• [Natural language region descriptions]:
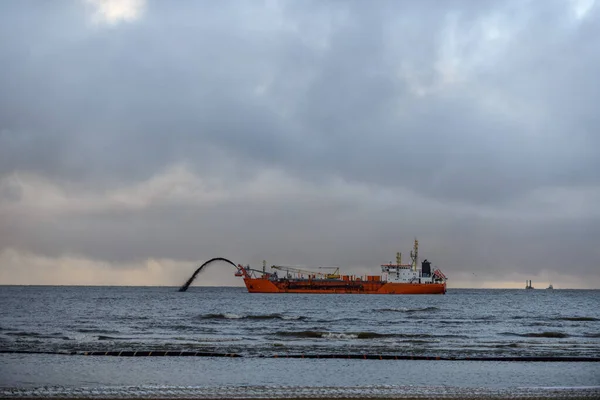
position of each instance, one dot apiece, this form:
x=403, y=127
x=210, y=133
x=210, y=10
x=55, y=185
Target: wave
x=406, y=310
x=254, y=316
x=577, y=319
x=592, y=335
x=555, y=318
x=91, y=330
x=39, y=335
x=361, y=335
x=559, y=335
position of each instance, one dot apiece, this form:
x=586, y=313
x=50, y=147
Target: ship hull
x=261, y=285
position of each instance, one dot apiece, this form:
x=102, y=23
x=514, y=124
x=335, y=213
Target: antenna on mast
x=414, y=255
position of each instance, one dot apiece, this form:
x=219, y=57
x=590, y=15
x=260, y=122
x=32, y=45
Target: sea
x=223, y=342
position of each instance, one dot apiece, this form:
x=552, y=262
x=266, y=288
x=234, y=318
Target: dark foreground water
x=463, y=323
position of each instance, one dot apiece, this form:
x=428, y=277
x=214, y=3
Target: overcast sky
x=141, y=138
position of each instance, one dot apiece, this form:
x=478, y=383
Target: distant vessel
x=528, y=285
x=395, y=279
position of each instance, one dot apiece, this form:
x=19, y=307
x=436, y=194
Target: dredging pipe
x=187, y=284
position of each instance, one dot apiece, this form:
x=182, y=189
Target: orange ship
x=395, y=279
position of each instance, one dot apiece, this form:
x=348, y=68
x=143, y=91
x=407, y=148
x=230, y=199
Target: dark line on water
x=171, y=353
x=187, y=284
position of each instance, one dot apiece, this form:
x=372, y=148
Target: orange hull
x=261, y=285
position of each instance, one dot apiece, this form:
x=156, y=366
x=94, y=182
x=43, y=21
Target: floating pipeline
x=187, y=284
x=171, y=353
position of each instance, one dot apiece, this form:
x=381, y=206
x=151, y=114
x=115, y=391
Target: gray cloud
x=470, y=106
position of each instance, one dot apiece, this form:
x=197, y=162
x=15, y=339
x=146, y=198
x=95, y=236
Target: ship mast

• [Exercise]: Set down exactly, and only, the lines of the data above from the line containing "Target: orange hull" through the last one.

• [Exercise output]:
Target: orange hull
x=261, y=285
position of each instance, one dot apiece, this form:
x=156, y=366
x=94, y=182
x=43, y=21
Target: floating pipeline
x=187, y=284
x=171, y=353
position of each instance, one dot apiece, this form:
x=381, y=206
x=151, y=114
x=115, y=391
Target: gray cloud
x=470, y=106
position of each instance, one dot apiece, this form:
x=197, y=162
x=15, y=339
x=146, y=198
x=95, y=236
Target: ship mast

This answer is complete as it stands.